[Start of Selected excerpt]

Books Like The Invisible Man

Books Like The Invisible Man

The concept of invisibility has always appealed to people for various reasons. For some, the allure lies in the freedom it could provide, while for others, the biggest draw would be spying on people without any consequences. Invisibility could grant someone many perks, which is why it is a popular power in the world of comic books. However, in 1897, H. G. Wells published The Invisible Man, which explored the darker side of being invisible. The protagonist, Griffin, invents chemicals that can make him invisible but becomes unhinged while attempting to reverse the process. Eventually, Griffin becomes obsessed with using his invisibility to terrorize the world, which leads to dire consequences. For more novels that examine the darker side of invisibility, check out the following books like The Invisible Man.

The Country of the Blind, and Other Stories

By H.G. Wells


HG Wells Book Cover
The Country of the Blind and Other Stories is a collection of thirty-three short stories by the author of The Invisible Man, H.G. Wells. The tale that is the most like The Invisible Man is The Plattner Story, which was first published in 1896 in a periodical called The New Review. It is a tale about a schoolteacher in the South of England named Gottfried Plattner who vanishes from the chemistry glass while experimenting with a green powder. Although Gottfried can still faintly see the schoolroom and students, he is entirely invisible to them. Gottfried is also able to see a parallel world with a green sky and strange people. After witnessing something that startled him, Gottfried ran and fell, causing him to drop the bottle of green powder, which resulted in an explosion that returned him to visibility in his own world.

[End of Selected excerpt]
[Start of Material provided]

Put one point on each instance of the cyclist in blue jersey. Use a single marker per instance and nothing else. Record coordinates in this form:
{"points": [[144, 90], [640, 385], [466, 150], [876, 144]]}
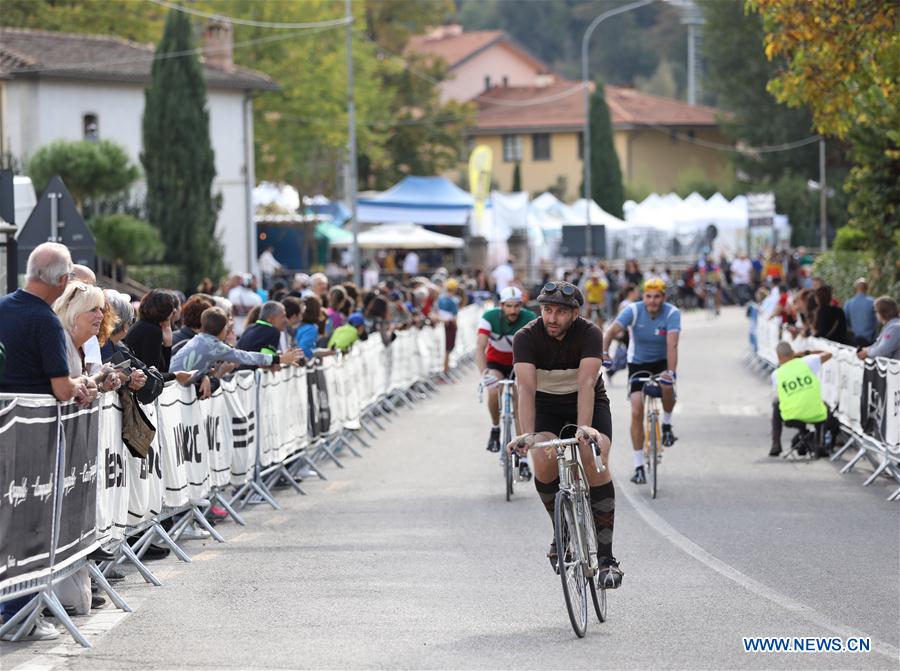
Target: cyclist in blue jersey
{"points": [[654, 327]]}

[End of Material provided]

Exercise brief: Which periodical first published The Plattner Story, according to the piece on books like The Invisible Man?

Written answer: The New Review